-- Start --

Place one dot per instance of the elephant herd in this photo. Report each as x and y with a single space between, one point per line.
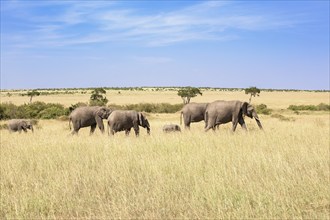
214 114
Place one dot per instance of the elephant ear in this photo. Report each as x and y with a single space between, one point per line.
244 108
101 112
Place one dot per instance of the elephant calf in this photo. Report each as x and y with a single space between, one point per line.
124 120
19 125
171 128
88 116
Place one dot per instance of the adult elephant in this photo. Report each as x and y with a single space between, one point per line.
88 116
19 125
192 112
221 112
124 120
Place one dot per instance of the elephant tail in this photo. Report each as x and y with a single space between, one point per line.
206 119
181 115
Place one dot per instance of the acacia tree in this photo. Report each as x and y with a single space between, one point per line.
98 97
253 91
187 93
32 93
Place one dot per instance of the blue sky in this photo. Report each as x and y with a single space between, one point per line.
228 44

-- End --

▶ Exercise brief: Can you rewrite the records above with "Place one dot" changed to "Put a single point" throughout, leaving out the pictures and keeping everything else the same?

▶ Written response:
Put a single point per instance of the elephant herd in this photo. Report each as x and y with a single space between, one point per line.
214 114
Put a single point per instance of the elephant ear in this photo. Report each as x and y with a single space between, one point per line.
244 108
101 112
Put a single point per instance of the elephant calf in this photo. Report each as x and y with a single space between, one point per line.
124 120
19 125
171 128
88 116
Put a single point per instance of the adult elephant in this photo. Report each as x and y with a single space between, one point per line.
88 116
19 125
192 112
221 112
124 120
Put a single point per instance of the elephant tail in this photo. Report each as x and y with a single space between, one point per line.
206 119
181 115
Put a single point per instance of the acacia tree in this photo. Report each as x and y with a single space between, one point per line.
98 97
253 91
187 93
32 93
Put a single point per instance of the blue sky in this photo. Report each as x and y with a single space between, one point per line.
228 44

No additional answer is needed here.